** Data extract follows **
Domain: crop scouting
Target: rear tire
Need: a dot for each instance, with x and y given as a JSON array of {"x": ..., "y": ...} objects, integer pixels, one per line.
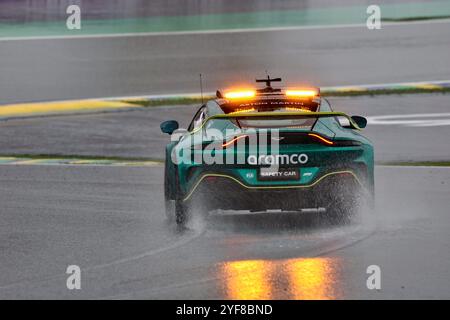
[{"x": 181, "y": 212}]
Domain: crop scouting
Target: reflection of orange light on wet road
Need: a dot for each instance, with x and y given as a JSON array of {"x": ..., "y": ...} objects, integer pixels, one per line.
[
  {"x": 311, "y": 278},
  {"x": 247, "y": 280},
  {"x": 304, "y": 278}
]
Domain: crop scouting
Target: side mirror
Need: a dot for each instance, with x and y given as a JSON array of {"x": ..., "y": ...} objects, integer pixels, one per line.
[
  {"x": 169, "y": 126},
  {"x": 360, "y": 121}
]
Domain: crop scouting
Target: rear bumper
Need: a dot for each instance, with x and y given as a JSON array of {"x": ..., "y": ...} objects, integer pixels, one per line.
[{"x": 219, "y": 191}]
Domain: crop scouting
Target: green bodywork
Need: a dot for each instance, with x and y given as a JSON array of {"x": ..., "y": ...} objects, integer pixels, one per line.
[{"x": 321, "y": 157}]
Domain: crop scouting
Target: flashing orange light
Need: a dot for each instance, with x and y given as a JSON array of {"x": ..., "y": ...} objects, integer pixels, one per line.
[
  {"x": 321, "y": 138},
  {"x": 240, "y": 94},
  {"x": 297, "y": 109},
  {"x": 301, "y": 93},
  {"x": 226, "y": 144}
]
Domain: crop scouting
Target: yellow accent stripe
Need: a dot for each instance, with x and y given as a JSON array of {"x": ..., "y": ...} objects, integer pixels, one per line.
[
  {"x": 278, "y": 114},
  {"x": 268, "y": 187},
  {"x": 21, "y": 109},
  {"x": 427, "y": 86}
]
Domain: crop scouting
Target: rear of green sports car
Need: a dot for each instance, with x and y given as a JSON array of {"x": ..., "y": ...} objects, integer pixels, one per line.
[{"x": 270, "y": 151}]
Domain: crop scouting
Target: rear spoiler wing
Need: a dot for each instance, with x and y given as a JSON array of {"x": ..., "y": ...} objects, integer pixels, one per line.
[{"x": 353, "y": 125}]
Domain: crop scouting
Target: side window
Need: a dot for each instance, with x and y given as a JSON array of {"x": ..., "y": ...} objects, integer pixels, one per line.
[{"x": 198, "y": 119}]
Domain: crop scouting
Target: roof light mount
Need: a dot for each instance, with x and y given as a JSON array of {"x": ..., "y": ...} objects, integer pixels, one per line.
[{"x": 268, "y": 81}]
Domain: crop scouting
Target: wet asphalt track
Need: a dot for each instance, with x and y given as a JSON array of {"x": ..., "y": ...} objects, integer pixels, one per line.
[
  {"x": 110, "y": 221},
  {"x": 88, "y": 68}
]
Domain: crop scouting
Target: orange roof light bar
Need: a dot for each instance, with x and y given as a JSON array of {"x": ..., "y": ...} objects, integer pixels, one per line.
[
  {"x": 321, "y": 138},
  {"x": 240, "y": 94},
  {"x": 303, "y": 93},
  {"x": 226, "y": 144}
]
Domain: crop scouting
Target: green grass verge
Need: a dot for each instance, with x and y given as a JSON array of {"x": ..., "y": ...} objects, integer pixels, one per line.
[
  {"x": 353, "y": 93},
  {"x": 419, "y": 18}
]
** End of Data extract **
__Brief__. When copying from the data above, print only the lines from the line containing "Target: rear tire" to the line containing "Target: green bodywork", exactly, and leave the pictures out.

__Reply to the task__.
Target: rear tire
Need: a dot for each instance, with x and y given as a JSON array of {"x": ..., "y": ...} objects, integer pixels, one per line.
[{"x": 181, "y": 212}]
Domain: crop scouting
Target: reflection of orange light on wet road
Need: a dot for each instance, with x and y given as a JSON array of {"x": ..., "y": ...} objects, integer pixels, one per line.
[
  {"x": 311, "y": 278},
  {"x": 247, "y": 280},
  {"x": 304, "y": 278}
]
Domain: crop scouting
Target: side mirror
Need: a dot for each instance, with x and y given as a JSON array of {"x": ..., "y": ...} objects, integer pixels, one per line.
[
  {"x": 169, "y": 126},
  {"x": 360, "y": 121}
]
Domain: crop scouting
Target: rear bumper
Need: a dot for each instance, with x and y given as a JSON array of {"x": ..., "y": ...} objects, integer pixels, one per line.
[{"x": 219, "y": 191}]
Domain: crop scouting
Target: green bodywork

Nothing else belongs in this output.